— start —

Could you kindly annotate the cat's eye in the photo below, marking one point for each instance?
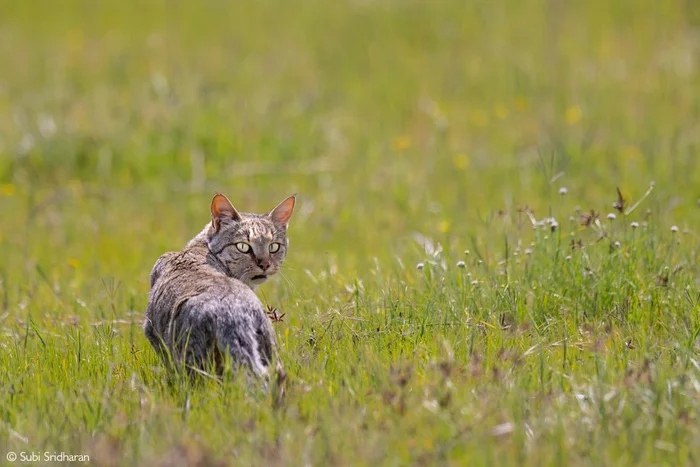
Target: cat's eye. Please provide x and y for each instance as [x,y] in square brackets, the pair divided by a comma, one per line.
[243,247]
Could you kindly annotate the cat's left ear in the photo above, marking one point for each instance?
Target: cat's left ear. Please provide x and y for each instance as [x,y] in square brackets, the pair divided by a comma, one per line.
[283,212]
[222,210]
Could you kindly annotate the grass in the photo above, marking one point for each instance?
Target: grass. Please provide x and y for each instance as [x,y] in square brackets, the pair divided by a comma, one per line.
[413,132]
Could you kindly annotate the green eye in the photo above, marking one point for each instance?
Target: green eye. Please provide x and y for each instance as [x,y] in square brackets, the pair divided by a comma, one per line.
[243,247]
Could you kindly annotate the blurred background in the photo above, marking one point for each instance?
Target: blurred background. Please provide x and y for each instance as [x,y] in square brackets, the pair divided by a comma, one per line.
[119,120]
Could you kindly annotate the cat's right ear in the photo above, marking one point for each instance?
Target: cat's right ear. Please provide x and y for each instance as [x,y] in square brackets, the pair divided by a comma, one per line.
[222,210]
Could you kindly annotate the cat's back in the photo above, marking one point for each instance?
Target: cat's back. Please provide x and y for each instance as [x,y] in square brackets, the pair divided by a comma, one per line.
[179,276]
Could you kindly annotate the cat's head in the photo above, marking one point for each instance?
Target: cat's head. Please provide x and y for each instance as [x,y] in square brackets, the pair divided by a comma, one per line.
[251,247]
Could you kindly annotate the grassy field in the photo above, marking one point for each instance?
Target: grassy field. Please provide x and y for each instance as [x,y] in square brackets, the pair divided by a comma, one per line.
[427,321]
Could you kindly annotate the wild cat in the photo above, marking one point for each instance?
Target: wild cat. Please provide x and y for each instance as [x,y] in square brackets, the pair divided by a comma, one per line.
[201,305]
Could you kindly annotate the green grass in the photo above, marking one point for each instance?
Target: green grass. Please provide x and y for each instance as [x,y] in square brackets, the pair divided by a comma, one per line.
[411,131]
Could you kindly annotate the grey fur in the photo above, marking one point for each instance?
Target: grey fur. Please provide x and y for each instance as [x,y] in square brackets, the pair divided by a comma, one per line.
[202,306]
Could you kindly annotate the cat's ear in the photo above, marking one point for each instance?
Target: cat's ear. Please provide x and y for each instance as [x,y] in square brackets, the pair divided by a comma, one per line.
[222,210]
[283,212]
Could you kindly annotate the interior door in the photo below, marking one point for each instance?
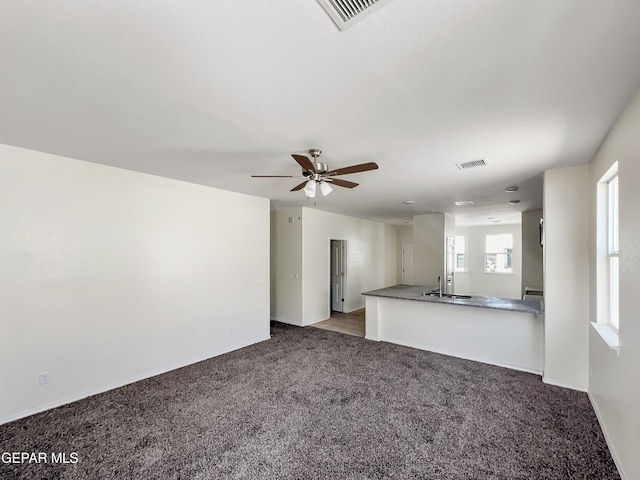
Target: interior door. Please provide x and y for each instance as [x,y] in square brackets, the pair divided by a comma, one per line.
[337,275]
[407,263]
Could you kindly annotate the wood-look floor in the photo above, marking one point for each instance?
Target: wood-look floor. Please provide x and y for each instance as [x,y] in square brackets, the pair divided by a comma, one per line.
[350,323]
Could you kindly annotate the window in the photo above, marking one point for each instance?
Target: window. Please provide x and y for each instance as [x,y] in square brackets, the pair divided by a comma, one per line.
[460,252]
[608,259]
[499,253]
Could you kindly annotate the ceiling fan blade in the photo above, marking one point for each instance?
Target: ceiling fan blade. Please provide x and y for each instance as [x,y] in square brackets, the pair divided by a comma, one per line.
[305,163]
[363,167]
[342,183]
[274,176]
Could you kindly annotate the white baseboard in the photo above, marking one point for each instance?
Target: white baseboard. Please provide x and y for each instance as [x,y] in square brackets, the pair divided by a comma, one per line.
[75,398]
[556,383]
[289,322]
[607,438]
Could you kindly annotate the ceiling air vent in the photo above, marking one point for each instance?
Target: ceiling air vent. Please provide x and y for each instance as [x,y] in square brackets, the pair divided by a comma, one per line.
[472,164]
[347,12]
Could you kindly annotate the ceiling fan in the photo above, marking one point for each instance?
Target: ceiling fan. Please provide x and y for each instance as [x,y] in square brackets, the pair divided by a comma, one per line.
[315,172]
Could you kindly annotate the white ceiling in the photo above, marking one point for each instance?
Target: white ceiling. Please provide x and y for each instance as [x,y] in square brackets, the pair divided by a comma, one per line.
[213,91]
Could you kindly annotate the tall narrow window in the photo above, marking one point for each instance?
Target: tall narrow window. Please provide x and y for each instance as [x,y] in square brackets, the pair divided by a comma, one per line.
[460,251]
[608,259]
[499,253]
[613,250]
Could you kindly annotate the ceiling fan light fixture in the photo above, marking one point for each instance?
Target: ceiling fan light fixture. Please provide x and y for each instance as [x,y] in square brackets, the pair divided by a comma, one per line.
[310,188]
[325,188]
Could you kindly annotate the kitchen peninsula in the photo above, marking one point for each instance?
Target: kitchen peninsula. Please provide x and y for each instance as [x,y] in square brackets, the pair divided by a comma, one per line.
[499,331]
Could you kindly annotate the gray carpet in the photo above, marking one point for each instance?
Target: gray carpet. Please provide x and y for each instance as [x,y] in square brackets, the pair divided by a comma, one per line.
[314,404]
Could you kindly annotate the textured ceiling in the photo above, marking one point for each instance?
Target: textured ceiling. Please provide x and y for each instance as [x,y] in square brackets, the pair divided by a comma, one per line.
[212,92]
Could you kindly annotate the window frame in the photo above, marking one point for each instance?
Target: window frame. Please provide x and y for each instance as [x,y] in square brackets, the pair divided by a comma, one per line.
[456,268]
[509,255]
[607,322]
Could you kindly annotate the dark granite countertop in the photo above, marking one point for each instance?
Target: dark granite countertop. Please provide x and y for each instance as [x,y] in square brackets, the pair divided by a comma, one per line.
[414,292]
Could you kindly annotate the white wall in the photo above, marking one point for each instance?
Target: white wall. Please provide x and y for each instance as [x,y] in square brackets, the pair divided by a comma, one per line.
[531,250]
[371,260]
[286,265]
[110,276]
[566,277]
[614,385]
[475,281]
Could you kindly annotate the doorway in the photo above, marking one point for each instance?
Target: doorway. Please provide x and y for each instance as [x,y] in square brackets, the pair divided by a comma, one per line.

— end —

Written problem: Can you rewrite all of the material above with "Could you kindly annotate" replaced by "Would you please label" and everything else left as it is, omitting the pictures?

Answer for this exercise:
Would you please label the cat's eye in the photo below, marking one point for each instance?
Target: cat's eye. Please provide x and y for each instance as [x,y] in square brackets, the pair divided by a comma, one per line.
[243,247]
Would you please label the cat's left ear in the photo above, marking one point for each instance?
Target: cat's left ear. Please provide x and y for each instance as [x,y] in square brackets, the pair divided by a comma, one per line.
[283,212]
[222,210]
Would you please label the grass in the photo above, marking one point for each instance?
Target: grass. Please provide x and y for each instance as [x,y] in square brackets, the pair divided by a comma, one per line.
[413,132]
Would you please label the green eye in the photo above, marking one point for each instance?
Target: green eye. Please provide x and y for each instance as [x,y] in square brackets, the pair divided by a comma, one per line.
[243,247]
Would you please label the blurred background in the photo above, marking one point for each instance?
Target: blurred background. Please provide x and y for each instance as [x,y] in square brackets, the pair divided by a comma, one per line.
[119,120]
Would you please label the cat's right ear in the photo above, marking one point for each instance?
Target: cat's right ear. Please provide x and y for each instance as [x,y] in square brackets, the pair divided by a comma, one per line.
[222,210]
Would you please label the cat's back in the photo above, marking one point for each instance?
Target: cat's back. Please provide x and y for each instance as [x,y] in square brackets, the pair divided by a comma, one per line.
[179,276]
Would you please label the cat's head in the photo above, marking one point for each instance?
Target: cat's head. Please provide x and y for each instance as [x,y] in square brackets, the pair divided by a comma, one per line.
[251,247]
Would you please label the grassy field in the photo above, marking one point for each instance?
Target: grassy field. Please provide x and y for each instance as [x,y] in square brackets, the pair divided by a comma, one per line.
[427,321]
Would you please label the wild cat in the photo above, marking one point for each instance?
Target: wild cat. Please provide x and y for each instance as [x,y] in square brackets, the pair divided by a comma, one per line.
[201,305]
Would you please label the green grass in the photo above, marking one point for each instance?
Target: green grass. Please provide x and y for each instance as [x,y] in square brackets, the pair divided by a comma, one per line.
[411,131]
Would you please label the grey fur in the photo above, marking one point for each instance?
Target: grey fur. Please provide x and y for each instance as [x,y] in square brackets, the pair divided by a comma, one per line.
[202,306]
Would you please label the cat's ear in the photo above, marking one point for each instance?
Target: cat's ear. Please provide x and y for each instance as [x,y] in square brackets, the pair divided by a comma, one per line.
[222,210]
[283,212]
Would you please label the interior door in the photo below, marking one point for each instance?
Target: interior door. Please provide x and y for each instance as [x,y] in square brackets, the pair divided by a comma, one per line.
[337,275]
[407,263]
Would you please label the wood-look floor in the photo above, marking one point for each instance?
Target: wood-look floor. Please provide x and y for each instance as [x,y] in square brackets, the pair divided by a comma, one per line.
[350,323]
Would you please label the window in the photo above, marking one point for each instance?
Target: window. Please provide x and y for each instance as [x,y] in square brackets, the pair divided by a comma, one per line.
[460,252]
[608,259]
[499,253]
Would you please label the ceiling fan blade in the photo above, marking one point for each instance?
Target: ceiling fan blade. Please provide x and y for each instance as [x,y] in square brackets, the pair divided by a comma, one per line.
[305,163]
[363,167]
[342,183]
[274,176]
Would you please label the white baseboard in the photo above, marking one point for each instance?
Target: white baseboard. Please provide x and y for each instance as [x,y] in square brackets, the pair divided by a comma, one per line.
[75,398]
[556,383]
[289,322]
[607,438]
Would you please label the ceiling air vent in the photo above, marking one point for each instance?
Target: ceiling air vent. Please provide x and y for each instance as [x,y] in square brackets, the pair divided by a comma, one per line.
[472,164]
[347,12]
Would you please label the ceiling fan in the photo above, marking one point for each instance?
Target: ceiling fan. Please provide x and y for each instance as [x,y] in square brackets, the pair divided by a comma, one per line.
[315,172]
Would you please label the white ceiling in the photo above, marking one point for each instance?
Target: white ceiling. Please provide x and y for each instance as [x,y] in square brackets, the pair divided by a comma, one per line.
[213,91]
Would you please label the tall narrow window in the photo above, marking one point for each instance?
Target: tall narrow window. Please provide x and y for each instance as [x,y] in square brackets, the pair divided by a comma, one per line.
[460,251]
[608,259]
[499,253]
[613,250]
Would you please label the ceiling fan light fixture in the photo above, marking one point for each instance?
Target: ceiling fan light fixture. Please provide x and y for each instance as [x,y] in square brackets, the pair divided by a comma, one per line.
[310,188]
[325,188]
Would you please label the kitchen peninsula in the photo above, marking one point for each instance?
Target: kitchen peninsula. Please provide x and y for each instance as [x,y] in square brackets, the pair divided by a comma, one per line.
[499,331]
Would you please label the gray carpet in the photo above, marking one point for each instance?
Target: gray carpet. Please provide x and y for each instance as [x,y] in square brackets, the pair divided by a comma, one per line.
[314,404]
Would you please label the textured ceiling in the photo above, marking one point for each instance?
Target: textured ceiling. Please provide x and y for each instance as [x,y] in square brackets, the pair divided by a comma, one per line.
[212,92]
Would you please label the window frame in the photo above, marking one point for each instance?
Target: window frame. Please provide x and y for each instance as [x,y] in square brackets, the pair divided by a comma, one per line.
[456,268]
[509,255]
[607,322]
Would you please label the dark granite countertop in the photo above, marking one point for each instance?
Target: dark granite countertop. Please provide x and y for each instance as [x,y] in square brackets, the pair divided by a comma, one per line.
[414,292]
Would you please label the white wall in the photo above, marking one point for each instance?
Target: white wall. Please provide x and y for each instance as [x,y] in square brackets, the pair divided by a comma, one per line.
[531,250]
[371,260]
[286,265]
[110,276]
[566,277]
[614,385]
[475,281]
Would you please label the doorway in the photo above, marking one point for each instance?
Target: doorway. Please provide x and y for each instance as [x,y] in square brackets, the pair divided by a comma, one per line.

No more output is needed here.